- _Problem requirements_: Output every line of the data exactly as it appears.

- _Data supplied_:
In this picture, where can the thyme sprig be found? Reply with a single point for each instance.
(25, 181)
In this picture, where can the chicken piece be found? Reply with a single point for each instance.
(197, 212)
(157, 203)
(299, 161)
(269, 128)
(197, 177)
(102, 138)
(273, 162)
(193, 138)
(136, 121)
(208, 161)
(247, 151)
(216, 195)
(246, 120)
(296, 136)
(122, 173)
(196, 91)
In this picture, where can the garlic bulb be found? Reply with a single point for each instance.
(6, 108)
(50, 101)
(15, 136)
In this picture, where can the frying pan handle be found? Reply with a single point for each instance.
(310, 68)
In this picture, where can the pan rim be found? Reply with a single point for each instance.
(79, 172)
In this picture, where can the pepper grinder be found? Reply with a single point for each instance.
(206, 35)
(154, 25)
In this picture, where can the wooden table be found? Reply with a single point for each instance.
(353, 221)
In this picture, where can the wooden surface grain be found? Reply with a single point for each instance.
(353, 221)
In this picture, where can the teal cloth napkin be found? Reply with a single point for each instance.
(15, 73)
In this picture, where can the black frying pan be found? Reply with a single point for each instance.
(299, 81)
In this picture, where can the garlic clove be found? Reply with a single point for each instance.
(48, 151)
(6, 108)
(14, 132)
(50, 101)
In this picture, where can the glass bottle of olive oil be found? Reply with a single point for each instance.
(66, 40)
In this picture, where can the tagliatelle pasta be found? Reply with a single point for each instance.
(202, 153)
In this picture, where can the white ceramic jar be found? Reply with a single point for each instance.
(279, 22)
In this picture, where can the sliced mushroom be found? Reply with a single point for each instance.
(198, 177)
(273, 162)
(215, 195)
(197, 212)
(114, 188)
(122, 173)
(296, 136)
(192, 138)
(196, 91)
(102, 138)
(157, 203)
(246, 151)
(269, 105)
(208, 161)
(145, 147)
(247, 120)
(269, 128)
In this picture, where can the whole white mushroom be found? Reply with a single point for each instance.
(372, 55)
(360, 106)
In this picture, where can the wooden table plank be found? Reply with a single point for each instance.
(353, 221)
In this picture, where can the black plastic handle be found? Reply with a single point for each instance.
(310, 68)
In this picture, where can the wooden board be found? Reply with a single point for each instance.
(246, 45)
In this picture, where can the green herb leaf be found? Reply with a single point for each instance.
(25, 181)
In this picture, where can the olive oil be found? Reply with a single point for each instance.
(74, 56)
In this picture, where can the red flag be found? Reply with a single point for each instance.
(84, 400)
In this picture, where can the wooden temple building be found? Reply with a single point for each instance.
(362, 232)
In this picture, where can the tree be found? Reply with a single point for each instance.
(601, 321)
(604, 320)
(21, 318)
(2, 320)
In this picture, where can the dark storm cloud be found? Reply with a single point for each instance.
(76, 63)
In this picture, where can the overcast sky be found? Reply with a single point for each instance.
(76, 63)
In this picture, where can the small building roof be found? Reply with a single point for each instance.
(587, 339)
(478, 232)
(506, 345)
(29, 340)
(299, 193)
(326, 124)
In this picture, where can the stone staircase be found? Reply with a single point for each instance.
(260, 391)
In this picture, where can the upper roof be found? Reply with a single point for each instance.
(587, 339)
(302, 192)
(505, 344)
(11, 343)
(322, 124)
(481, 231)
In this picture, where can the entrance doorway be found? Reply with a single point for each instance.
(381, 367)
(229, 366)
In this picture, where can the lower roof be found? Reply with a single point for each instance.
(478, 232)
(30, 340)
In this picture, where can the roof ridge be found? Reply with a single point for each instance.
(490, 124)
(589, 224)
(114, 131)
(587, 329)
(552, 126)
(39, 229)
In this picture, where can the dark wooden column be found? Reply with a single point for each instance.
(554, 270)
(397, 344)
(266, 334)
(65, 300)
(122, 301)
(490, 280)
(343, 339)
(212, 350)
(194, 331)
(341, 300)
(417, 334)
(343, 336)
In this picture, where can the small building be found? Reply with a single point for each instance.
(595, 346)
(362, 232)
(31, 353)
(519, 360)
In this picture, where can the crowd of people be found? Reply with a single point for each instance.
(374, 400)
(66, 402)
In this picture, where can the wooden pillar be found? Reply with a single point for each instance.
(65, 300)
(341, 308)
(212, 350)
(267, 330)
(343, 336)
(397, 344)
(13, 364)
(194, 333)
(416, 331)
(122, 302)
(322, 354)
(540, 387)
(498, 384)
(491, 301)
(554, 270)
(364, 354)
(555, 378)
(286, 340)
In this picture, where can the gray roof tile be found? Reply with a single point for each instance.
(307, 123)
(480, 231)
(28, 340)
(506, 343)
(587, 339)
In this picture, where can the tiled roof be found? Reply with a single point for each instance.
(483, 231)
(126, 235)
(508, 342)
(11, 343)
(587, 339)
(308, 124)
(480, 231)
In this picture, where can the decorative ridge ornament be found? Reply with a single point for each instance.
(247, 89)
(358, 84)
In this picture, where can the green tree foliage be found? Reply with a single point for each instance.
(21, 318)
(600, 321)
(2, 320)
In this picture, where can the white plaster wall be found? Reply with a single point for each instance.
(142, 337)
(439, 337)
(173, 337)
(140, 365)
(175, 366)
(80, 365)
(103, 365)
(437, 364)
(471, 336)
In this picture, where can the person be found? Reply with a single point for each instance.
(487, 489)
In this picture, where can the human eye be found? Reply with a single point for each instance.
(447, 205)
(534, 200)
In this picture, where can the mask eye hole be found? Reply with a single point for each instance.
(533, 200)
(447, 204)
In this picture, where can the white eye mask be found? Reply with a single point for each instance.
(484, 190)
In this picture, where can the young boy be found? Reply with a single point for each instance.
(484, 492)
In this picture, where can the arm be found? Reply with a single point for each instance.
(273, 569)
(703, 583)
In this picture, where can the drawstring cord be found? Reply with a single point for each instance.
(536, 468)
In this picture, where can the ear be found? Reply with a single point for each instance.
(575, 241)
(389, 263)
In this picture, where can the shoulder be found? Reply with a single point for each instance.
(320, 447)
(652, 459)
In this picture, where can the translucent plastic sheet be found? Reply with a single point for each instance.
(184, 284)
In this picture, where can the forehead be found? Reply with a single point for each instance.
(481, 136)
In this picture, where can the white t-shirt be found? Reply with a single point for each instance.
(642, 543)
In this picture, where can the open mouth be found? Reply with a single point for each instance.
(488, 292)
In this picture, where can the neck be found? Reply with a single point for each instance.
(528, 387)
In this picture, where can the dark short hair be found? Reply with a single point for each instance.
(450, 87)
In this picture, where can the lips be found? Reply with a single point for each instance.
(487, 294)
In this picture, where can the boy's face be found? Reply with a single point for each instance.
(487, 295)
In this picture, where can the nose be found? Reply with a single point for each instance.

- _Result for this exercise_:
In this picture, where can the thyme sprig be found? Reply with a single point for each instance.
(25, 181)
In this picture, where can the chicken piece be found? Reply with a single point for each instance.
(197, 212)
(157, 203)
(299, 161)
(269, 128)
(197, 177)
(102, 138)
(273, 162)
(193, 138)
(136, 121)
(208, 161)
(247, 151)
(216, 195)
(246, 120)
(296, 136)
(122, 173)
(196, 91)
In this picture, where can the garlic bulb be found? Reply with a single point for each instance.
(6, 108)
(50, 101)
(15, 136)
In this picture, where can the frying pan handle be found? Reply with a single point for each instance.
(310, 68)
In this picture, where can the pan rim be found? Reply with a single point for each instance.
(79, 172)
In this picture, where can the pepper grinder be found? Reply with a single point for each instance.
(206, 35)
(154, 25)
In this picture, where can the wooden table be found? Reply with a single point for each instance.
(353, 221)
In this picture, where can the wooden surface grain be found? Reply with a single point for each instance.
(353, 221)
In this picture, where can the teal cloth napkin be found? Reply with a single point for each instance.
(15, 73)
In this picture, where can the black frying pan be found? Reply with a single point for each instance.
(299, 81)
In this picture, where can the garlic clove be found? Reply with a single point for each instance.
(48, 151)
(6, 108)
(14, 132)
(50, 101)
In this picture, where can the glass bottle of olive oil be found? Reply with a single point for each instance.
(66, 40)
In this picture, where can the tagliatelle pasta be found? Reply with a single point for each instance.
(202, 153)
In this picture, where can the white ceramic jar be found? Reply with a single point for each instance.
(279, 22)
In this picture, where can the sliced mushroom be found? Reply with a single point for each instance.
(198, 177)
(273, 162)
(215, 195)
(197, 212)
(114, 188)
(122, 173)
(296, 136)
(192, 138)
(196, 91)
(102, 138)
(157, 203)
(246, 151)
(269, 105)
(208, 161)
(145, 147)
(247, 120)
(269, 128)
In this picture, where can the whole white mushroom be found? Reply with a single point for each instance.
(372, 55)
(360, 106)
In this picture, where can the wooden table plank be found? Reply with a single point for each instance.
(353, 221)
In this picture, where can the black plastic handle be found? Reply with a single point for each instance.
(310, 68)
In this picture, where can the wooden board be found? Reply with a single point for each instance.
(246, 45)
In this picture, where can the green herb leaf be found? Reply with a single point for each instance.
(25, 181)
In this picture, where can the olive oil be found? Reply with a single point for each instance.
(74, 56)
In this picture, where can the red flag be found? Reply with a single point for each instance.
(84, 400)
In this picture, where can the wooden temple building be found? Reply with a single point for each instance.
(362, 232)
In this picture, where can the tree be found? Reply with a single point for each instance.
(601, 321)
(604, 320)
(21, 318)
(2, 320)
In this picture, where can the dark storm cloud be found? Reply with a single point for each instance.
(76, 63)
In this picture, where can the overcast sky be found? Reply with a single point for each instance.
(76, 63)
In this picture, where can the small building roof be found? Reply with a single point for each instance.
(587, 339)
(478, 232)
(506, 345)
(29, 340)
(299, 193)
(326, 124)
In this picture, where can the stone staircase be found? Reply with a single point for each instance.
(260, 391)
In this picture, where can the upper roof be found? Reply with a single point for each instance.
(587, 339)
(302, 192)
(505, 344)
(11, 343)
(322, 124)
(481, 231)
In this picture, where can the entrance doorway be found? Reply with a single point for each instance.
(381, 367)
(229, 366)
In this picture, where can the lower roof be found? Reply with a single point for each instance.
(478, 232)
(30, 340)
In this picture, where can the roof ridge be found? Reply with a single point for each instance.
(490, 124)
(589, 224)
(114, 131)
(587, 329)
(552, 126)
(39, 229)
In this picture, where can the dark wooden column be found? Reply with a single point for each instance.
(554, 270)
(397, 344)
(266, 334)
(65, 300)
(122, 301)
(490, 280)
(343, 339)
(212, 350)
(194, 331)
(341, 300)
(417, 334)
(343, 336)
In this picture, where can the small building be found? Reply with a single point for each instance.
(595, 346)
(362, 232)
(31, 353)
(519, 360)
In this picture, where can the crowd of people be found? Reply with a single point for each instance.
(374, 400)
(66, 402)
In this picture, where can the wooden pillar be found? Reply with a single point for each instance.
(65, 300)
(341, 308)
(212, 350)
(267, 330)
(343, 336)
(397, 344)
(13, 364)
(194, 333)
(416, 331)
(122, 302)
(322, 354)
(540, 387)
(498, 384)
(491, 301)
(554, 270)
(364, 354)
(555, 378)
(286, 340)
In this picture, where can the gray roof tile be found? Reply with a single point for each instance.
(307, 123)
(480, 231)
(28, 340)
(506, 343)
(587, 339)
In this picture, where can the tiled roof be found? Reply with a single point for each instance.
(483, 231)
(126, 235)
(508, 342)
(11, 343)
(587, 339)
(308, 124)
(480, 231)
In this picture, where can the decorative ridge ornament be found? Reply with a single point for each instance.
(247, 89)
(358, 84)
In this picture, where can the green tree foliage be found? Reply with a single point for each instance.
(21, 318)
(600, 321)
(2, 320)
In this picture, where can the white plaster wall be found? Reply with a single point for each instance.
(142, 337)
(439, 337)
(173, 337)
(140, 365)
(175, 366)
(80, 365)
(103, 365)
(437, 364)
(471, 336)
In this picture, where can the person be found? Reply with a single point for each instance.
(487, 489)
In this picture, where can the human eye be found? Reply with a single point for each instance.
(447, 205)
(534, 200)
In this picture, where can the mask eye hole be found? Reply with a single point for each instance.
(533, 200)
(447, 204)
In this picture, where can the white eye mask be found? Reply with a single point for each instance.
(484, 190)
In this picture, where can the young boy be found? Reply with a single point for each instance.
(484, 492)
In this picture, where can the arm be found? Reply with a single point for each instance.
(273, 569)
(703, 583)
In this picture, where can the drawstring cord be found? Reply with a single point for each instance.
(536, 468)
In this picture, where can the ear be found? Reply with a single point for each instance.
(575, 241)
(389, 263)
In this picture, where can the shoulder be found? Reply with a single point for each instance.
(320, 447)
(652, 459)
In this picture, where can the translucent plastic sheet be found? Reply with a single point for each instance.
(184, 284)
In this picture, where can the forehead be found? Reply with a single point for each instance.
(481, 136)
In this picture, where can the white t-shirt be found? Reply with a single point for each instance.
(642, 543)
In this picture, where can the open mouth be found? Reply with a single point for each instance.
(488, 292)
In this picture, where can the neck be found? Reply with a single point for each instance.
(528, 387)
In this picture, where can the dark short hair be found? Reply with a single point for each instance.
(450, 87)
In this picture, where can the lips be found? Reply with a single point for each instance.
(487, 294)
In this picture, where can the boy's face be found? Reply with a single point for each instance.
(487, 295)
In this picture, where can the nose be found? Reply with a single point for each instance.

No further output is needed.